(WHAT YOU NEED TO DO): Reproduce every line of the records below verbatim, omitting the pictures.

--*--

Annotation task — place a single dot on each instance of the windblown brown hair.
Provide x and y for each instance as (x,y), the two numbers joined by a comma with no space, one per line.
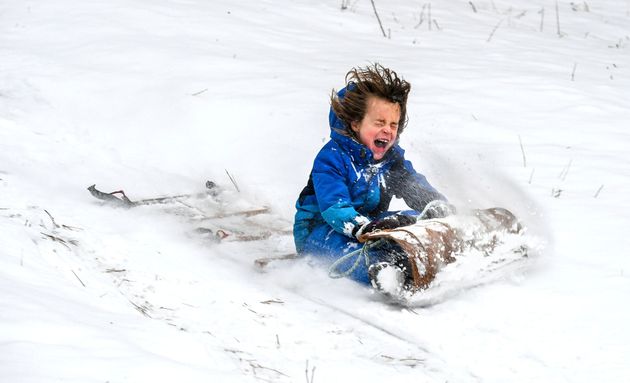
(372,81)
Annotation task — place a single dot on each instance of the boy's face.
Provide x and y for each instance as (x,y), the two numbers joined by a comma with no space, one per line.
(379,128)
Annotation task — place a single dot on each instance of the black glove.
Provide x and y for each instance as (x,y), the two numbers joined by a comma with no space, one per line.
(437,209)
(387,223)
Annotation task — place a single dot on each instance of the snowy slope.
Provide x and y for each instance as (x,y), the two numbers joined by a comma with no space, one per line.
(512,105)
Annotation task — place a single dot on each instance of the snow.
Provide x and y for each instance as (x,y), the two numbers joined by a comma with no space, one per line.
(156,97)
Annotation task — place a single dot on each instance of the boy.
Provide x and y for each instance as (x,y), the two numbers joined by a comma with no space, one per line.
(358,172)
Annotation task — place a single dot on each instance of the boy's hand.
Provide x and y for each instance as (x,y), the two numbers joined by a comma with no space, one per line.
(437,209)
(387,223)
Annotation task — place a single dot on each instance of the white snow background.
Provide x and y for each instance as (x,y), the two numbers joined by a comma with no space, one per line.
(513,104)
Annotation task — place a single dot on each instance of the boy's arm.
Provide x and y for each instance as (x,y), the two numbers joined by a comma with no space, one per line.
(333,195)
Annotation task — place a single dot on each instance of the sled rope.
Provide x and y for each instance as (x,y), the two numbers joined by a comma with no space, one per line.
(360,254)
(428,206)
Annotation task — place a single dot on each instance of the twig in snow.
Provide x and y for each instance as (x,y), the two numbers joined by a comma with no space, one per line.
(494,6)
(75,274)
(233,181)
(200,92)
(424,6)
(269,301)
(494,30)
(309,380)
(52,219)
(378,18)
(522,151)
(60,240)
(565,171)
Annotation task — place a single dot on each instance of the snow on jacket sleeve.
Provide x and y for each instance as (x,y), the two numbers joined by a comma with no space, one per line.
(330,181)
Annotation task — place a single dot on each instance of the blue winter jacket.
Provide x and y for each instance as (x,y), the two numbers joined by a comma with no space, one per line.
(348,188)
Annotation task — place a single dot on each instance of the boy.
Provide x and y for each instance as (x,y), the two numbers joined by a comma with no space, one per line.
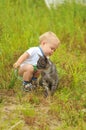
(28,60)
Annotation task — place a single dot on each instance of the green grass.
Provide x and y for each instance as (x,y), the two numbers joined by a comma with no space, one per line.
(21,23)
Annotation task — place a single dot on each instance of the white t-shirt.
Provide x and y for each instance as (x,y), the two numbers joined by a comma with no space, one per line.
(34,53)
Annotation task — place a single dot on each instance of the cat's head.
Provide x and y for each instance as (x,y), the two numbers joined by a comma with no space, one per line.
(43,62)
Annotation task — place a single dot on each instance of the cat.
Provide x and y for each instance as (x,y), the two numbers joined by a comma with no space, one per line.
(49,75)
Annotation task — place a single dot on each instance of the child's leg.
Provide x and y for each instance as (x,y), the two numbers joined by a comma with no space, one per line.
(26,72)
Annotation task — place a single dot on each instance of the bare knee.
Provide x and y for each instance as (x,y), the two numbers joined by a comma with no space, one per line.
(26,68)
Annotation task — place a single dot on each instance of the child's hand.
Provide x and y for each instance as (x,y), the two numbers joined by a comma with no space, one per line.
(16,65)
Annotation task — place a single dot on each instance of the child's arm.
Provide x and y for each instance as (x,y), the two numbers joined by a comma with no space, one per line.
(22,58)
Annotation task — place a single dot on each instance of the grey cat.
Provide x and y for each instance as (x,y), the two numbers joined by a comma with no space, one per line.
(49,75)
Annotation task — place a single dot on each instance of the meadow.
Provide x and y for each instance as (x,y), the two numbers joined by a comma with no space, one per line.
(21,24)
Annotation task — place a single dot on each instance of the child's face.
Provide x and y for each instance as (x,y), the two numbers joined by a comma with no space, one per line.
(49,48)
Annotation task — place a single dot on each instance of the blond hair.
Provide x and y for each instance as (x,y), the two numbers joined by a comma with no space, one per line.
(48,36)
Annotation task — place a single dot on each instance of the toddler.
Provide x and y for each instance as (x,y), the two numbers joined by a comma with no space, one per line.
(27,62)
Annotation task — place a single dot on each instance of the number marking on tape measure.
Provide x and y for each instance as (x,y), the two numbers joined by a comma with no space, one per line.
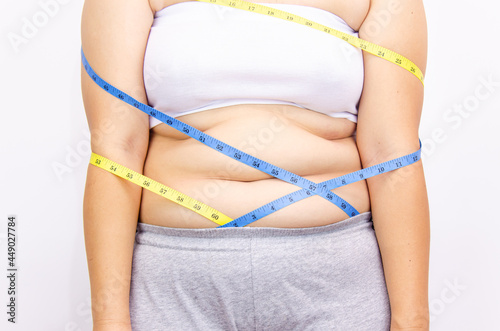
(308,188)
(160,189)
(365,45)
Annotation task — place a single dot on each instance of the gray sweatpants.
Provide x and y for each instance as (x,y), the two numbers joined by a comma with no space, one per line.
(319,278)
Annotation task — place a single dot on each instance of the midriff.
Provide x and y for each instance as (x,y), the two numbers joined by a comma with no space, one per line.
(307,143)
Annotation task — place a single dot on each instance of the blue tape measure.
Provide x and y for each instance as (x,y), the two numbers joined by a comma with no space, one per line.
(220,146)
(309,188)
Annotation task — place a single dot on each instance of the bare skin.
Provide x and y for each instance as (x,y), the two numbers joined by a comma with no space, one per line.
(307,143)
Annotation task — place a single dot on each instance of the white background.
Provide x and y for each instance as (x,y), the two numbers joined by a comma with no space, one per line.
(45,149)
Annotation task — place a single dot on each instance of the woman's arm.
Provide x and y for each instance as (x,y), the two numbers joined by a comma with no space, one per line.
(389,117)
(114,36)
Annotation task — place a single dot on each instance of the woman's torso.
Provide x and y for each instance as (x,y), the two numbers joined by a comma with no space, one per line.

--*--

(FINISHED TASK):
Annotation task — place a single dot on each instance of the windblown brown hair.
Provide x and y for each instance as (x,y), the two numbers joined by a comma with no space, one per line.
(372,81)
Annotation task — place a single dot on each instance of the boy's face.
Provide x and y for each instance as (x,y), the two numbers joined by a comma with no space, one per line.
(379,128)
Annotation task — place a single dot on each instance of the black glove.
Provide x and y for each instance as (x,y), the two numbers joined by a comma with no space, one per line.
(437,209)
(387,223)
Annotation task — place a single dot on each instance of the snowy slope.
Provide x and y for each instance as (x,y), the two numbers joined by a comma with no space, one per line.
(512,105)
Annotation task — place a single dot on each instance of the snow.
Provide x and y for each instance as (x,y), the two numbers joined by a comma with no space, one per line.
(156,97)
Annotation task — place a single dot on each instance of the boy.
Provide x and y for each instance as (x,y), the two numbers joined by a comma with no space, one per line.
(358,172)
Annotation task — place a single dot on each instance of the boy's hand.
Provide x and y for each instance as (x,y), the two numbers joined by a comma with no space, one per line.
(437,209)
(387,223)
Annotation task — place a single dot on each instance of the white snow background.
Provide x and y for each instance as (x,y), the two numbers joined by a comma with no space, one per line.
(513,104)
Annotation task — place a single dot on each instance of the boy's arm.
Provide x and y for each instance as (x,y), the two numbers joined by a comma with no space, one per line.
(333,195)
Annotation task — place a single dot on each instance of the sled rope.
Provide x and y for each instance as (x,y), the two numbers joined by a comma with no space, one per line.
(360,254)
(428,206)
Annotation task — place a single dot on each instance of the twig in snow.
Provide x and y for each instance as (x,y), the two numbers joined by a comma with no space, one per line.
(494,6)
(75,274)
(233,181)
(200,92)
(424,6)
(269,301)
(494,30)
(309,380)
(52,219)
(378,18)
(522,151)
(60,240)
(565,171)
Annotation task — place a single dot on each instance of the snow on jacket sleeve.
Provide x and y for each instance as (x,y), the two numbers joined by a comma with no space, one per line.
(330,181)
Annotation task — place a single dot on each instance of the blue winter jacket.
Provide x and y for each instance as (x,y), the two numbers joined by a comma with no space, one per line.
(348,188)
Annotation task — place a single dot on each instance of the boy.
Provide x and y for each instance as (x,y), the two numbers joined by a comma with no space, one per line.
(28,60)
Annotation task — place a single dot on each instance of the green grass.
Provide x and y for each instance as (x,y), the two numbers joined by a comma with no space, one per line.
(21,23)
Annotation task — place a single dot on each instance of the white t-shirt.
Provide x and y for each instance as (x,y), the two numbers joined by a comma with no space, one per line.
(34,53)
Annotation task — place a single dot on each instance of the cat's head.
Provide x and y for each instance as (x,y), the two numbers joined by a comma with no space, one per line.
(43,62)
Annotation task — place a single dot on each instance of the cat.
Provide x and y for each instance as (x,y), the two numbers joined by a comma with no space, one per line.
(49,75)
Annotation task — place a single dot on each instance of the child's leg.
Provide x and y for each instance as (x,y), the two numbers joined by a comma with no space, one per line.
(26,72)
Annotation task — place a single dot on each instance of the bare knee.
Provide x and y for each instance as (x,y), the two numbers joined by a comma with no space, one per line.
(26,68)
Annotation task — place a single dot on each instance of the child's hand.
Provide x and y for each instance as (x,y), the two numbers joined by a comma with no space, one per line.
(16,65)
Annotation task — place a single dot on each instance of the child's arm.
Provide x and y for each instance as (x,y), the two numbers joined by a comma with no space, one per line.
(22,58)
Annotation task — place a single dot on each instance of the grey cat.
Provide x and y for each instance as (x,y), the two numbers joined by a comma with no space, one per line.
(49,75)
Annotation task — place a single dot on each instance of the meadow.
Provide x and y for each instance as (x,y), the two numbers joined by a comma with no space, one per line.
(21,24)
Annotation task — place a single dot on each instance of the child's face.
Provide x and y for each instance as (x,y), the two numbers joined by a comma with no space, one per line.
(49,48)
Annotation task — place a single dot on each instance of the blond hair.
Provide x and y for each instance as (x,y), the two numbers joined by a comma with no space, one per line.
(48,36)
Annotation task — place a single dot on each instance of the toddler.
Provide x and y for each instance as (x,y), the two numbers joined by a comma with no space, one per line.
(27,62)
Annotation task — place a single dot on each instance of the number marking on tape measure.
Provide x and y for each instance as (x,y), the two numbers joined by a comma with no space, one per line.
(308,188)
(160,189)
(365,45)
Annotation task — place a single dot on each instance of the gray sweatpants.
Provide x and y for each instance as (x,y), the two numbers joined by a comma with no space, one per line.
(319,278)
Annotation task — place a single dot on each instance of the midriff.
Provide x and y for each instance as (x,y), the two numbers joined by a comma with no space, one per line.
(307,143)
Annotation task — place a single dot on each instance of the blue tape measure.
Provide x and y for each instance as (x,y), the two numbers joined by a comma with no space, one per line.
(220,146)
(309,188)
Annotation task — place a single dot on each instance of the bare skin.
Provide x and y for each instance as (x,y), the two numbers joined by a comma with no space, one per line.
(307,143)
Annotation task — place a single dot on each instance of the white background.
Provide x and y for each instance as (x,y), the two numbers joined by a comma with no space, one per line.
(45,149)
Annotation task — place a single dot on each instance of the woman's arm.
Provide x and y for each instance as (x,y), the two numbers joined by a comma with no space, one per line.
(389,117)
(114,36)
Annotation task — place a single dot on each instance of the woman's torso.
Provide x and y for each instance as (x,y), the two numbers joined by a comma with no space, one per line.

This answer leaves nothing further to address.